◆ WHAT TO PRODUCE:
Please find the lines in the entries below that contain the word "Every", and copy each one.
TASK DATA Block Start
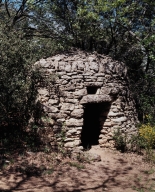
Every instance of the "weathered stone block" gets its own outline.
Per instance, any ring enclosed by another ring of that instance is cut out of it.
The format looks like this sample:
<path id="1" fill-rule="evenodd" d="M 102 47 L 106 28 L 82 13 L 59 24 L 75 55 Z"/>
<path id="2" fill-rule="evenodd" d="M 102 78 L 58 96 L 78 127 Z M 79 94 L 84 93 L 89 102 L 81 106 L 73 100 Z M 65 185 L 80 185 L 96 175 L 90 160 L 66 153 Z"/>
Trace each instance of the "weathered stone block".
<path id="1" fill-rule="evenodd" d="M 68 81 L 66 81 L 66 80 L 64 80 L 64 81 L 62 81 L 62 85 L 66 85 L 68 83 Z"/>
<path id="2" fill-rule="evenodd" d="M 98 67 L 98 64 L 97 64 L 96 62 L 90 62 L 89 66 L 90 66 L 89 68 L 90 68 L 91 70 L 93 70 L 93 71 L 95 71 L 95 72 L 98 72 L 99 67 Z"/>
<path id="3" fill-rule="evenodd" d="M 49 105 L 54 105 L 54 104 L 58 104 L 58 103 L 59 103 L 59 101 L 57 99 L 49 99 L 48 100 Z"/>
<path id="4" fill-rule="evenodd" d="M 63 123 L 64 123 L 64 121 L 65 121 L 65 119 L 64 119 L 64 118 L 57 119 L 57 123 L 61 123 L 61 124 L 63 124 Z"/>
<path id="5" fill-rule="evenodd" d="M 39 95 L 44 95 L 44 97 L 49 96 L 49 92 L 46 88 L 38 89 Z"/>
<path id="6" fill-rule="evenodd" d="M 40 59 L 39 63 L 41 67 L 49 67 L 49 63 L 45 59 Z"/>
<path id="7" fill-rule="evenodd" d="M 106 143 L 107 142 L 107 139 L 99 139 L 99 144 L 104 144 L 104 143 Z"/>
<path id="8" fill-rule="evenodd" d="M 120 117 L 120 118 L 117 118 L 117 119 L 112 119 L 113 122 L 116 122 L 116 123 L 121 123 L 121 122 L 124 122 L 127 120 L 126 117 Z"/>
<path id="9" fill-rule="evenodd" d="M 84 70 L 85 65 L 82 61 L 77 61 L 77 66 L 79 70 Z"/>
<path id="10" fill-rule="evenodd" d="M 84 96 L 80 103 L 102 103 L 102 102 L 111 102 L 112 98 L 108 95 L 87 95 Z"/>
<path id="11" fill-rule="evenodd" d="M 71 65 L 70 64 L 67 64 L 66 66 L 65 66 L 65 71 L 66 72 L 71 72 Z"/>
<path id="12" fill-rule="evenodd" d="M 109 94 L 110 94 L 110 91 L 111 91 L 111 88 L 108 88 L 108 87 L 102 87 L 101 90 L 100 90 L 100 94 L 106 94 L 106 95 L 109 95 Z"/>
<path id="13" fill-rule="evenodd" d="M 74 104 L 73 103 L 63 103 L 61 110 L 63 111 L 73 111 L 74 109 Z"/>
<path id="14" fill-rule="evenodd" d="M 77 62 L 74 61 L 74 62 L 72 63 L 72 71 L 76 71 L 76 70 L 77 70 Z"/>
<path id="15" fill-rule="evenodd" d="M 68 99 L 68 98 L 66 98 L 65 102 L 66 103 L 74 103 L 74 105 L 75 105 L 75 103 L 78 103 L 79 101 L 78 101 L 78 99 Z"/>
<path id="16" fill-rule="evenodd" d="M 88 61 L 96 61 L 96 56 L 95 55 L 90 55 L 88 56 Z"/>
<path id="17" fill-rule="evenodd" d="M 70 114 L 70 111 L 65 111 L 64 113 L 62 113 L 62 112 L 61 113 L 57 113 L 55 115 L 55 117 L 57 119 L 66 118 L 68 116 L 68 114 Z"/>
<path id="18" fill-rule="evenodd" d="M 81 80 L 81 79 L 83 79 L 83 76 L 82 75 L 72 75 L 72 79 Z"/>
<path id="19" fill-rule="evenodd" d="M 59 70 L 64 71 L 65 70 L 66 62 L 60 61 L 59 62 Z"/>
<path id="20" fill-rule="evenodd" d="M 81 89 L 81 90 L 75 91 L 74 95 L 76 95 L 76 96 L 87 95 L 87 90 L 86 89 Z"/>
<path id="21" fill-rule="evenodd" d="M 66 120 L 66 126 L 82 126 L 83 125 L 83 119 L 75 119 L 75 118 L 70 118 Z"/>
<path id="22" fill-rule="evenodd" d="M 101 134 L 107 134 L 107 133 L 108 133 L 108 130 L 103 128 L 103 129 L 101 129 L 100 133 L 101 133 Z"/>
<path id="23" fill-rule="evenodd" d="M 105 122 L 105 123 L 104 123 L 104 126 L 105 126 L 105 127 L 111 127 L 112 124 L 111 124 L 111 122 Z"/>
<path id="24" fill-rule="evenodd" d="M 108 117 L 119 117 L 119 116 L 124 116 L 124 113 L 123 112 L 118 112 L 118 113 L 115 113 L 113 111 L 110 111 L 108 113 Z"/>
<path id="25" fill-rule="evenodd" d="M 112 88 L 111 91 L 110 91 L 110 95 L 117 95 L 119 93 L 119 88 Z"/>
<path id="26" fill-rule="evenodd" d="M 43 109 L 48 113 L 57 113 L 58 112 L 58 108 L 53 107 L 53 106 L 49 107 L 49 106 L 43 105 Z"/>
<path id="27" fill-rule="evenodd" d="M 62 75 L 66 75 L 66 72 L 65 72 L 65 71 L 58 71 L 58 72 L 56 73 L 56 75 L 57 75 L 58 77 L 61 77 Z"/>
<path id="28" fill-rule="evenodd" d="M 83 116 L 83 113 L 84 113 L 84 110 L 83 109 L 74 109 L 71 113 L 71 117 L 76 117 L 76 118 L 79 118 L 79 117 L 82 117 Z"/>
<path id="29" fill-rule="evenodd" d="M 92 87 L 102 87 L 103 82 L 85 82 L 85 86 L 92 86 Z"/>
<path id="30" fill-rule="evenodd" d="M 82 127 L 76 127 L 76 130 L 81 131 Z"/>
<path id="31" fill-rule="evenodd" d="M 103 82 L 103 81 L 104 81 L 104 77 L 98 77 L 98 78 L 97 78 L 97 81 Z"/>
<path id="32" fill-rule="evenodd" d="M 75 141 L 73 141 L 73 142 L 67 142 L 67 143 L 65 143 L 64 146 L 65 146 L 66 148 L 73 148 L 73 147 L 79 146 L 80 143 L 81 143 L 80 140 L 75 140 Z"/>
<path id="33" fill-rule="evenodd" d="M 69 131 L 68 131 L 68 133 L 71 133 L 71 134 L 73 134 L 73 133 L 76 133 L 76 128 L 73 128 L 73 129 L 69 129 Z"/>
<path id="34" fill-rule="evenodd" d="M 68 76 L 68 75 L 62 75 L 61 78 L 62 78 L 62 79 L 67 79 L 67 80 L 68 80 L 68 79 L 71 79 L 71 77 Z"/>
<path id="35" fill-rule="evenodd" d="M 65 87 L 63 90 L 65 90 L 65 91 L 75 91 L 75 86 L 70 85 L 70 86 Z"/>

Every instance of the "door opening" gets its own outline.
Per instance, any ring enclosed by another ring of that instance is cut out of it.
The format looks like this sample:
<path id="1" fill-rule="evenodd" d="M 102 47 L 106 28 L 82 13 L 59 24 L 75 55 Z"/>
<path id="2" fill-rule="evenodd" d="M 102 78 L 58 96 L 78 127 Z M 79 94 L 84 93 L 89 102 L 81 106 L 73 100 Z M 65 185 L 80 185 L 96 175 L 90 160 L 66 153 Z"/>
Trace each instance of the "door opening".
<path id="1" fill-rule="evenodd" d="M 81 143 L 84 149 L 98 145 L 100 131 L 106 120 L 110 103 L 89 103 L 84 106 L 84 124 L 81 132 Z"/>

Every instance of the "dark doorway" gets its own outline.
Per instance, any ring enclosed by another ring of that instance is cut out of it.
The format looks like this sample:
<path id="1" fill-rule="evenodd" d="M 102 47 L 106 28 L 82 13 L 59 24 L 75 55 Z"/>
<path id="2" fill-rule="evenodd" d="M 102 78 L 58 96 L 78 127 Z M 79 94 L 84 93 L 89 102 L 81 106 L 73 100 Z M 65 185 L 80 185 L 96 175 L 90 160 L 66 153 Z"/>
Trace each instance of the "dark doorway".
<path id="1" fill-rule="evenodd" d="M 91 103 L 84 106 L 84 124 L 81 132 L 81 142 L 84 149 L 90 149 L 92 145 L 99 144 L 100 130 L 109 109 L 110 103 Z"/>

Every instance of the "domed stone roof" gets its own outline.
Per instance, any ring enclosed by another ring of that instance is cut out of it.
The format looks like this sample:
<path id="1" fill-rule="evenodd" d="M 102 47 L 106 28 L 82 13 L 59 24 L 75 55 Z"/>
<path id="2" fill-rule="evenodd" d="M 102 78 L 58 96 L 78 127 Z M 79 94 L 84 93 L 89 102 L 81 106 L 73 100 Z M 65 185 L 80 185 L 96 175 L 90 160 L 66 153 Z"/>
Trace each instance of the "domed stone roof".
<path id="1" fill-rule="evenodd" d="M 114 73 L 126 76 L 127 68 L 124 63 L 114 61 L 108 56 L 84 51 L 72 51 L 58 54 L 47 59 L 41 59 L 36 64 L 43 68 L 50 68 L 50 71 L 72 72 L 72 73 Z"/>

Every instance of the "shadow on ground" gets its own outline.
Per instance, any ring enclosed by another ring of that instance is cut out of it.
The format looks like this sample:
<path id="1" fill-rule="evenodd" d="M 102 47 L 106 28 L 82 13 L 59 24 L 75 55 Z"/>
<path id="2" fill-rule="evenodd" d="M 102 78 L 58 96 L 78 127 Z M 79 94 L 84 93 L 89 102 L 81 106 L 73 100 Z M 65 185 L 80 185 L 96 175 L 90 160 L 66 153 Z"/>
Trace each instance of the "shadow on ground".
<path id="1" fill-rule="evenodd" d="M 132 192 L 145 190 L 148 181 L 148 175 L 137 170 L 136 164 L 129 165 L 119 157 L 112 162 L 103 160 L 82 168 L 78 162 L 70 164 L 69 160 L 50 169 L 31 165 L 23 170 L 21 167 L 0 173 L 0 192 Z"/>

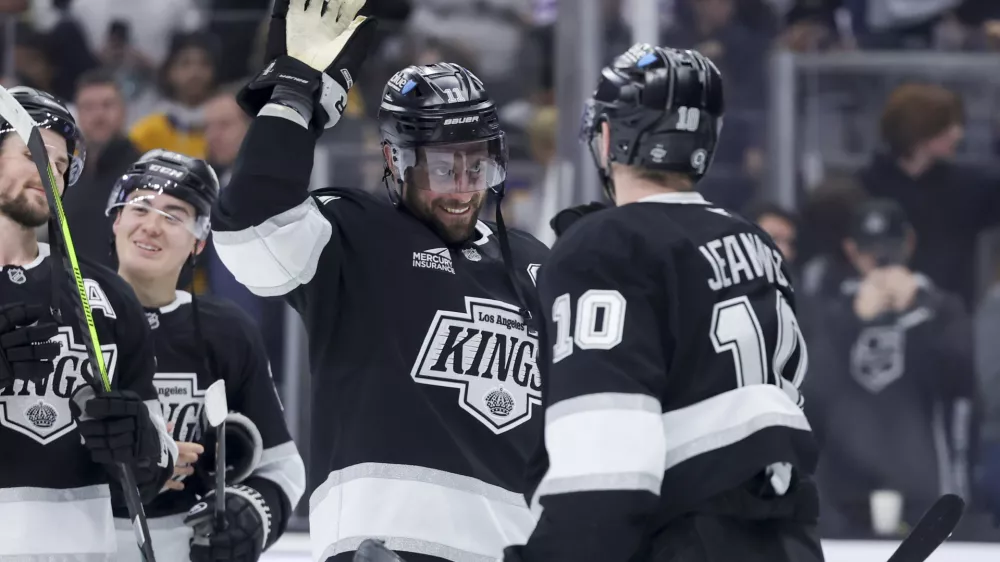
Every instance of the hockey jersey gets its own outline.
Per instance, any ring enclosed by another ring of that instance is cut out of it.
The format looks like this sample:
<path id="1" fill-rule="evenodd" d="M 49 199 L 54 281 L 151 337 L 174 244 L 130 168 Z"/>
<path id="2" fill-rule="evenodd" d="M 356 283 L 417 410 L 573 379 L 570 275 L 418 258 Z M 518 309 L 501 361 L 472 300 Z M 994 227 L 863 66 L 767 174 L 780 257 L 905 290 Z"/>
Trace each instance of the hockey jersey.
TASK DATA Block End
◆ RESULT FOR THIS TASK:
Every instance of the "weathered stone block" gets its own outline.
Every instance of the "door opening" gets its own outline.
Every instance of the "dark doorway" gets its own outline.
Every instance of the "domed stone roof" gets its own outline.
Every instance of the "shadow on ground" gets its own outline.
Every instance of the hockey jersey gets its own outline.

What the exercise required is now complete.